TEXT FOR ANALYSIS →
= Beginning of Section =
Dean of the WCVM in Saskatoon Douglas Freeman said he is “deeply disappointed” in the move, which will see Alberta exit the 50 year old partnership in 2020.
“Alberta’s decision to withdraw its financial support from the WCVM, more than $8 million per year (a larger amount than highlighted by U of C officials), will certainly have an impact on the WCVM’s programs and services,” said Freeman.
The Calgary school is already expanding with a new lecture theatre, more offices and teaching areas at its clinical skills site on the northwest side of the city. More professors are also being recruited to handle the larger enrollment.
The school receives nine applications for every place it has available, said Singh.
Freeman said students from Alberta will no longer have the choice of completing a Doctor of Veterinary Medicine degree at the WCVM “where they have access to a thriving veterinary teaching hospital, a diverse caseload of small and large animal patients, specialized faculty, livestock-focused teaching and research facilities, and a range of research centres on the U of S campus.”
The U of C faculty was established in 2005 and is one of the top 50 veterinary schools in the world, said minister Schmidt.
The Saskatoon Dean says the change won’t limit the college.
“However, one province’s decision doesn’t erase all that we have built and accomplished together in the past five decades. The WCVM will continue to be Western Canada’s veterinary college, providing quality veterinary education, research and clinical expertise to the region. We will not let the loss of support from one partner jeopardize our college’s value to all western Canadians,” said the Dean.
Tony Vannelli, U of S provost and vice-president academic said that the withdrawal of one partner in the agreement is “extremely disappointing, it certainly won’t deter us from our mission to meet the needs within a dynamic profession that is essential to the economy of Western Canada.”
The WCVM has created the opportunity to develop centres such as the Vaccine and Infectious Disease Organization-International Vaccine Centre, Prairie Swine Centre, Canadian Light Source, Prairie Diagnostic Services, U of S Toxicology Centre and the Livestock and Forage Centre of Excellence and Freeman says it is unfortunate that the Alberta students will no longer be a part of that cluster.
He also highlights that the WCVM has a close relationship with that school’s College of Agriculture and Bioresources and that it is the only university in Canada offering human health sciences and vet medicine on the same campus.
= End of Section =
TASKS TO PERFORM →
**1.** Rewrite the veterinary college article, starting with "The Calgary school" and going on through "limit the college.", substituting "lecture hall" for "lecture theatre".
**2.** List every centre or organization that the veterinary college article says the WCVM has created the opportunity to develop.
Answer from the veterinary college article alone.

Region pointing data:
= Beginning of Section =
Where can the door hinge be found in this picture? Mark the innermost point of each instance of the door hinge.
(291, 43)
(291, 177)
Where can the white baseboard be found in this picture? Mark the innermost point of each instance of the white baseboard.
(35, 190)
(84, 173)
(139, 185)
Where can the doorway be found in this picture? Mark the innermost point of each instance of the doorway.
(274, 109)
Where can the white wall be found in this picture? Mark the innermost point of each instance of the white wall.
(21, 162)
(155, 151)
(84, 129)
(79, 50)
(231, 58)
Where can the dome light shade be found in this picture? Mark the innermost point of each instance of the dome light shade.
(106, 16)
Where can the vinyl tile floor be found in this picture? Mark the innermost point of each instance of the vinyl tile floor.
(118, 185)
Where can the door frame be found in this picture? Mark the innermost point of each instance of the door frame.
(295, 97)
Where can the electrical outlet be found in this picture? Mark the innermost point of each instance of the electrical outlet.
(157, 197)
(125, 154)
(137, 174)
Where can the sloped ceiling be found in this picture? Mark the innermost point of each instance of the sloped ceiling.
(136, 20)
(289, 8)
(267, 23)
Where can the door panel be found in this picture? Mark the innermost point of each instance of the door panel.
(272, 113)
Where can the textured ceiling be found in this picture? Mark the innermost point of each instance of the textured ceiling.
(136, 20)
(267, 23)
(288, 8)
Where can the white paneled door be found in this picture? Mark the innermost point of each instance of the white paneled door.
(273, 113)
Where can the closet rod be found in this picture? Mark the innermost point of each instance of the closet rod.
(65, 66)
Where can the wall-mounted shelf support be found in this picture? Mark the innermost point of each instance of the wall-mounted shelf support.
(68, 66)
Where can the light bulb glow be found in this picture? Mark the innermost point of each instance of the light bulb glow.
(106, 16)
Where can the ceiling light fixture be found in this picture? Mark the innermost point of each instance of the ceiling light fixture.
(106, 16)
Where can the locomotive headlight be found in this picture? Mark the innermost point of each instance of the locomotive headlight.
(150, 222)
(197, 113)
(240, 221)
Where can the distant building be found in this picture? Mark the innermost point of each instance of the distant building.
= End of Section =
TASK-BY-TASK OUTPUTS →
**1.**
The Calgary school is already expanding with a new lecture hall, more offices and teaching areas at its clinical skills site on the northwest side of the city. More professors are also being recruited to handle the larger enrollment.
The school receives nine applications for every place it has available, said Singh.
Freeman said students from Alberta will no longer have the choice of completing a Doctor of Veterinary Medicine degree at the WCVM “where they have access to a thriving veterinary teaching hospital, a diverse caseload of small and large animal patients, specialized faculty, livestock-focused teaching and research facilities, and a range of research centres on the U of S campus.”
The U of C faculty was established in 2005 and is one of the top 50 veterinary schools in the world, said minister Schmidt.
The Saskatoon Dean says the change won’t limit the college.

**2.**
Vaccine and Infectious Disease Organization-International Vaccine Centre
Prairie Swine Centre
Canadian Light Source
Prairie Diagnostic Services
U of S Toxicology Centre
Livestock and Forage Centre of Excellence